◆ **PROVIDED INFORMATION**:
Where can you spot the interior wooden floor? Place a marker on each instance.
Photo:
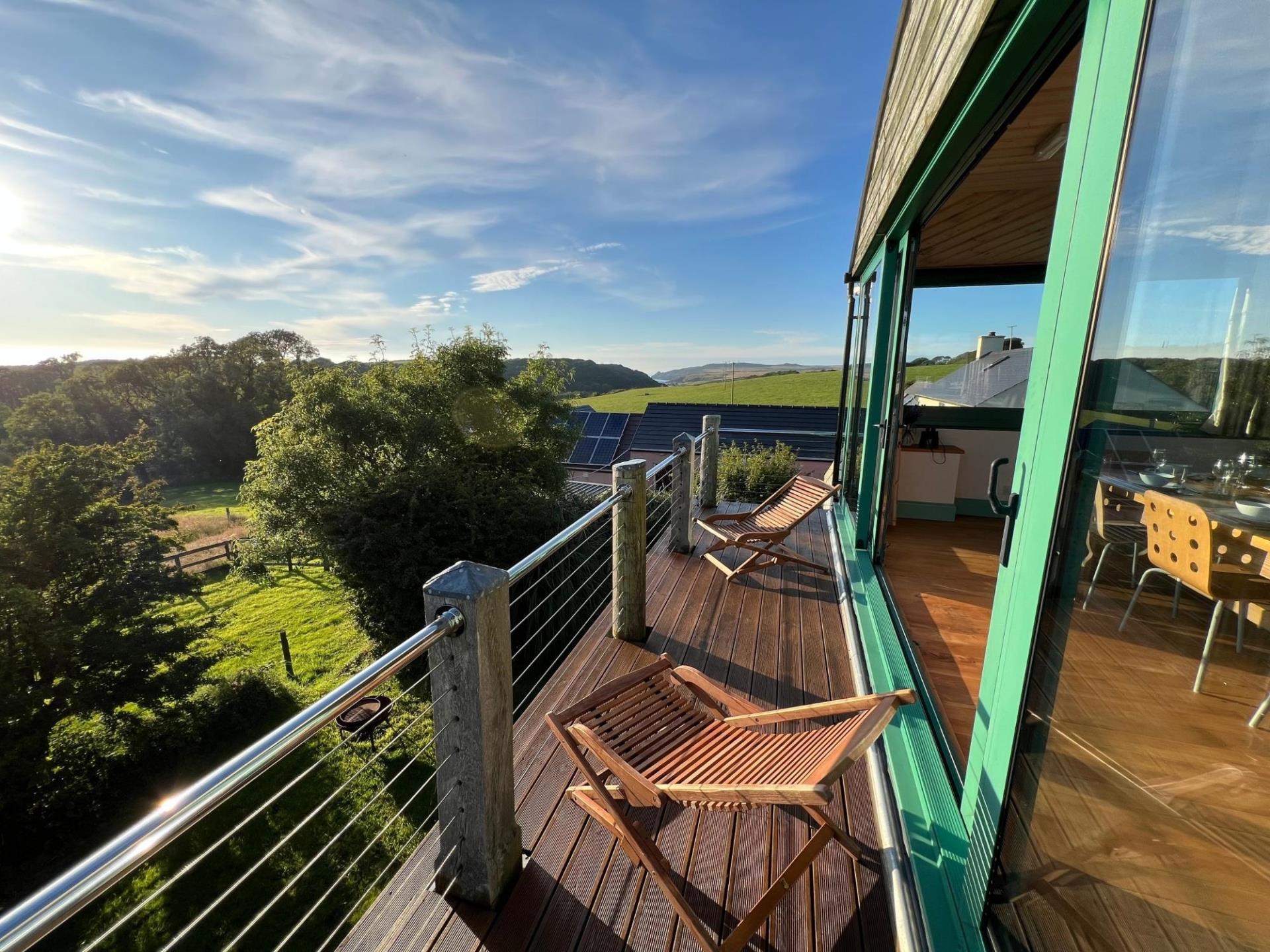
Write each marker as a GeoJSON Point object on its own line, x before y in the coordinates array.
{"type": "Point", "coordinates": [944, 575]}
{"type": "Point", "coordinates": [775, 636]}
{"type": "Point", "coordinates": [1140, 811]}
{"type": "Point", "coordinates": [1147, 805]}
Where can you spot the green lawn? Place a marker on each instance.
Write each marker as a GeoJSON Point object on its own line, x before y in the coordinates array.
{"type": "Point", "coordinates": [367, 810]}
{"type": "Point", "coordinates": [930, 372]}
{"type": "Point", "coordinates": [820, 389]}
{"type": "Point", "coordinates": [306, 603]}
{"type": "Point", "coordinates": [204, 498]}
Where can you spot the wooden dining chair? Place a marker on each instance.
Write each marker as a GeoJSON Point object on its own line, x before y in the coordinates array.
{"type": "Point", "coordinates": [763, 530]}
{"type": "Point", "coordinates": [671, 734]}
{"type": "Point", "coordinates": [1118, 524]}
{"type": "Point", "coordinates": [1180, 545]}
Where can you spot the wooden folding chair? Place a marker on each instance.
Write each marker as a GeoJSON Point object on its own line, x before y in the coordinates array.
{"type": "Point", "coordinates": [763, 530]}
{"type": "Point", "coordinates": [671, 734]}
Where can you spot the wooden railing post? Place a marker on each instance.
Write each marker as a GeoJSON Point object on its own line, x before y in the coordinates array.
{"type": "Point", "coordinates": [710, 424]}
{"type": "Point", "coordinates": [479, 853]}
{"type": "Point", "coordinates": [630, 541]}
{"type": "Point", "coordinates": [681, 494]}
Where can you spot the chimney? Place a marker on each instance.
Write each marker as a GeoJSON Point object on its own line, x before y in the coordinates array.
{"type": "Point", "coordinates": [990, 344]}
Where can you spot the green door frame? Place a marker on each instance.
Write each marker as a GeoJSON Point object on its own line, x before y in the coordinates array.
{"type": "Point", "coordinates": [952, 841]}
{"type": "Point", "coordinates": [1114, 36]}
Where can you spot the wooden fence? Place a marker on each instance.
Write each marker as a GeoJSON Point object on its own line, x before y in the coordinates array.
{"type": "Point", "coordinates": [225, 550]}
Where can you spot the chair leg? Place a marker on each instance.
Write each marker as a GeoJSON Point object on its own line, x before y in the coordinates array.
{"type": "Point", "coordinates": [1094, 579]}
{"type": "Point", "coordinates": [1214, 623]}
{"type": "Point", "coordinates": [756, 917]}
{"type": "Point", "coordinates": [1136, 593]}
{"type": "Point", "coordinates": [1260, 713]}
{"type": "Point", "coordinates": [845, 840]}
* * *
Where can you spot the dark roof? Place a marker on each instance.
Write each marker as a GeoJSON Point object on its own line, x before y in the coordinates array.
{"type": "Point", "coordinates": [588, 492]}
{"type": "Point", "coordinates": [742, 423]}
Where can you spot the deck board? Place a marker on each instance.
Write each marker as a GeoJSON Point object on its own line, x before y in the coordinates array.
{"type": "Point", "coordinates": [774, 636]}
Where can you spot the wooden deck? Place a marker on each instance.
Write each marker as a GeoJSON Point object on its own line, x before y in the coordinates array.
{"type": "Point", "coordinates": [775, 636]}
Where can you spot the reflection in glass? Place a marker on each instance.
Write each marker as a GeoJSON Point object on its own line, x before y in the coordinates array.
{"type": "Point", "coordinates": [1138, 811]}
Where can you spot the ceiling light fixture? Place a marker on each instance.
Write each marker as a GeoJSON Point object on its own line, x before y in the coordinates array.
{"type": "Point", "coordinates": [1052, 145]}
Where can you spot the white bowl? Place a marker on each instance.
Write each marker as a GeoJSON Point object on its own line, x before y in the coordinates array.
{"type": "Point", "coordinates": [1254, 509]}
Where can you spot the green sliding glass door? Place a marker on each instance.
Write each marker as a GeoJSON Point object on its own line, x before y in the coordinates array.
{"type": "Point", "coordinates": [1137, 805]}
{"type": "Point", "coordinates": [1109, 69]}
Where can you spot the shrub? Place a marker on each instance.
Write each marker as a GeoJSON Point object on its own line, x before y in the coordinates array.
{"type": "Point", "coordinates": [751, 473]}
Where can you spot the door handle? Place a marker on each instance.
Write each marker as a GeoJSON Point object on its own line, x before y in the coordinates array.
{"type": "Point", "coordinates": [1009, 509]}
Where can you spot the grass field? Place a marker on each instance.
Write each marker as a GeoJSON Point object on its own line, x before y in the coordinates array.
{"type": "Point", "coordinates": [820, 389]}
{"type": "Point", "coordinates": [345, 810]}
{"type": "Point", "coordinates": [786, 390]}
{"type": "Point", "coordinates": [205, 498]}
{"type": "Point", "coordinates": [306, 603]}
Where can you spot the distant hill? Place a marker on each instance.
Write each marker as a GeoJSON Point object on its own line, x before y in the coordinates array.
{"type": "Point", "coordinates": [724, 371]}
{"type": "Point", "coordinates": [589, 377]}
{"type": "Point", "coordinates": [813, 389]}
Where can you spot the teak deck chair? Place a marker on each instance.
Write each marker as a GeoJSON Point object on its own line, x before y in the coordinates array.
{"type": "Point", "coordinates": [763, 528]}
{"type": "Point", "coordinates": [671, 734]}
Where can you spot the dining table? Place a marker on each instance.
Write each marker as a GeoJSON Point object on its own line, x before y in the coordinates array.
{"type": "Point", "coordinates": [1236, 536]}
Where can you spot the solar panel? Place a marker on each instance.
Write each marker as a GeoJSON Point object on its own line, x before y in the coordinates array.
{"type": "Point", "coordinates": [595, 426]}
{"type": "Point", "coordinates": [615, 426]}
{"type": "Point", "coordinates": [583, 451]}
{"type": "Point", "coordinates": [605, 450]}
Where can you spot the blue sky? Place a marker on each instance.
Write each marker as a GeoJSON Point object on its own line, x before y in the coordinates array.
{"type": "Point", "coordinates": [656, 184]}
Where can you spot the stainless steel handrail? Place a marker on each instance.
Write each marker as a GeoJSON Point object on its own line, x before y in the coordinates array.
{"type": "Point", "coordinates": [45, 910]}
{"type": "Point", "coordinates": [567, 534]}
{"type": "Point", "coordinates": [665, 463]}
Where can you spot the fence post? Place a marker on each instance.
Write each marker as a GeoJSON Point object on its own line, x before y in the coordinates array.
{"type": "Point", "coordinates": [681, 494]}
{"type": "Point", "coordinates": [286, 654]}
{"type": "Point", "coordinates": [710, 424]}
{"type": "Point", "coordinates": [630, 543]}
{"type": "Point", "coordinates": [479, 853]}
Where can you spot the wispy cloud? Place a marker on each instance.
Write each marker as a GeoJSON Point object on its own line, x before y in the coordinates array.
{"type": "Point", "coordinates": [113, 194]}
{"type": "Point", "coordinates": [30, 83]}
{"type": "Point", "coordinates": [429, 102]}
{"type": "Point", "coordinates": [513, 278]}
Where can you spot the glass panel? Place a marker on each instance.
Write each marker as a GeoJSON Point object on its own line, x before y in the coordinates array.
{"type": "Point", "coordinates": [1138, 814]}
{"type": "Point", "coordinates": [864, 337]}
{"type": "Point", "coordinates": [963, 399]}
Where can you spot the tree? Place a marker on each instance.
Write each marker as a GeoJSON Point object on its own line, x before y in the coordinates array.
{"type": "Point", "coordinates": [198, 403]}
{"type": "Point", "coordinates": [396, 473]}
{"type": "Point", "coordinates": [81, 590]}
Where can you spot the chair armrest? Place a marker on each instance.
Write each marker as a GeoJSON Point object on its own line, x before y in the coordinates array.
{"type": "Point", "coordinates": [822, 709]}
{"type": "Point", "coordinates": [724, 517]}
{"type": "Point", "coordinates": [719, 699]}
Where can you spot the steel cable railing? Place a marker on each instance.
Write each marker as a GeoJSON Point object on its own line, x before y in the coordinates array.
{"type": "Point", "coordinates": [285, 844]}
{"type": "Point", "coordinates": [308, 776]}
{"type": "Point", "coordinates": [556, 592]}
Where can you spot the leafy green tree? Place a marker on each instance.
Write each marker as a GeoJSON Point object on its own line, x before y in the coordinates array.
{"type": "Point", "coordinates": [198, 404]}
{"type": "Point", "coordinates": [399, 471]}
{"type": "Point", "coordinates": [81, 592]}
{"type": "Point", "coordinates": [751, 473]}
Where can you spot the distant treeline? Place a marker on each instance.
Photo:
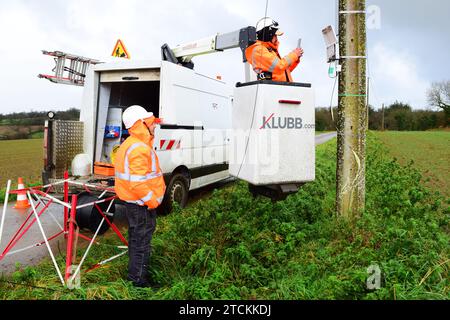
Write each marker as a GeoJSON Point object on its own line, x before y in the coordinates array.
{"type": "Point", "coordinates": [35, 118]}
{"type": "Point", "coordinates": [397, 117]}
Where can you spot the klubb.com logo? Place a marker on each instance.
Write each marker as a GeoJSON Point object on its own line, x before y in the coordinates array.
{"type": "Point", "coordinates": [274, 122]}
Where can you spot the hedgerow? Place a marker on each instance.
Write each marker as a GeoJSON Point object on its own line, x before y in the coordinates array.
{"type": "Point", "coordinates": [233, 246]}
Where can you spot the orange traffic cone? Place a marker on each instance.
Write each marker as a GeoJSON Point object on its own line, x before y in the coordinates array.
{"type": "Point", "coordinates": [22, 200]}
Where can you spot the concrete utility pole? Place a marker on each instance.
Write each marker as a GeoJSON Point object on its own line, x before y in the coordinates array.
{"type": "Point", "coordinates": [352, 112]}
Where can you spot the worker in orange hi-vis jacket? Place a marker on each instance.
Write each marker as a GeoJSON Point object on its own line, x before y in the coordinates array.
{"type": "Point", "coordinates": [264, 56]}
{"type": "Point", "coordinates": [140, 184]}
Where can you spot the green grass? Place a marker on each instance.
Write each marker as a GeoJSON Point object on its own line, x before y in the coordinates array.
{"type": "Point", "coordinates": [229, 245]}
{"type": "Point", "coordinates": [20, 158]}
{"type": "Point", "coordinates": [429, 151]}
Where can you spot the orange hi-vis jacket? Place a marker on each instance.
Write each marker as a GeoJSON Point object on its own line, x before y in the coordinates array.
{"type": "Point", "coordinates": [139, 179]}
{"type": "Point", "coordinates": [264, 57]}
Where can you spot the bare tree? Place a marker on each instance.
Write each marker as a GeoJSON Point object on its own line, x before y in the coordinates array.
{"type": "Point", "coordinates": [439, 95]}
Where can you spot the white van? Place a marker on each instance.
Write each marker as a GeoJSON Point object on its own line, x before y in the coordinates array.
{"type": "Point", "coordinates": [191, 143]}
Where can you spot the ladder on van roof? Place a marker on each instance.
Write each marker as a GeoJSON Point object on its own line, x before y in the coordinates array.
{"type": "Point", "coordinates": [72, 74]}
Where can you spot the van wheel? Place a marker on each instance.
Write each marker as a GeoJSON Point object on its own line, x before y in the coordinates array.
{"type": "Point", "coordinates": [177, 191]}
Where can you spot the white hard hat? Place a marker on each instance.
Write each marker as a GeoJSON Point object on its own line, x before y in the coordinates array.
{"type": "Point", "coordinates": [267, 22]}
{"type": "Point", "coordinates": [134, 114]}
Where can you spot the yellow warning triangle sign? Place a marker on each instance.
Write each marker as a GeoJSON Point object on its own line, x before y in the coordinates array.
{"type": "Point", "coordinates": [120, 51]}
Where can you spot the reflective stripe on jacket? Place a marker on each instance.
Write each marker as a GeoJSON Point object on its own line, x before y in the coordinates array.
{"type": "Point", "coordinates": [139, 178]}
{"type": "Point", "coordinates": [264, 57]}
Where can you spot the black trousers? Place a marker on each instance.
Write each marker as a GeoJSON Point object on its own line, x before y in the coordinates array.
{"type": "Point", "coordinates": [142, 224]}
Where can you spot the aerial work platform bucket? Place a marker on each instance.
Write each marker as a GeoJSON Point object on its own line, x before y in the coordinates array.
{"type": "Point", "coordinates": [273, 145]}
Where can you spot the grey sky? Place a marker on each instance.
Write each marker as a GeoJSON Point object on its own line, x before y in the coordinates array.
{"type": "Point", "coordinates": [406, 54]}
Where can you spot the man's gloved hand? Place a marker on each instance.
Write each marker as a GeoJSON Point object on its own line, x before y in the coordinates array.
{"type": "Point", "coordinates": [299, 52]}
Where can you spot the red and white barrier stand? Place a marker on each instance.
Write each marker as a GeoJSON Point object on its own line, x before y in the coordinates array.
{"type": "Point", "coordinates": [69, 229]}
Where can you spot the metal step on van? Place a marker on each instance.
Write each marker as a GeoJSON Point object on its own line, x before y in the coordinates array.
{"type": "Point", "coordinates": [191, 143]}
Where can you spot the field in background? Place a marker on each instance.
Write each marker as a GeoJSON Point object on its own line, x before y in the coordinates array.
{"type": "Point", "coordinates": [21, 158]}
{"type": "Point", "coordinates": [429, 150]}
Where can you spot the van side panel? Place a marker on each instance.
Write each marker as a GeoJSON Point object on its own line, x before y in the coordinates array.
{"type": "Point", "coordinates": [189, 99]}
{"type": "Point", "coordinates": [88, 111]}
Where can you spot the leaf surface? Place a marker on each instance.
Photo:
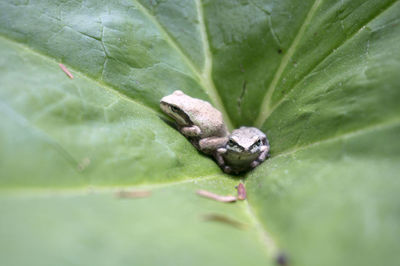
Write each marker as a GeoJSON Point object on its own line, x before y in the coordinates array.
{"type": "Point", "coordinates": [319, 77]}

◆ **GIVEN EXERCISE**:
Count the lines in the rows above that contain the word "glass", treating uppercase and lowercase as different. Give only the number.

◆ **THE RESPONSE**:
3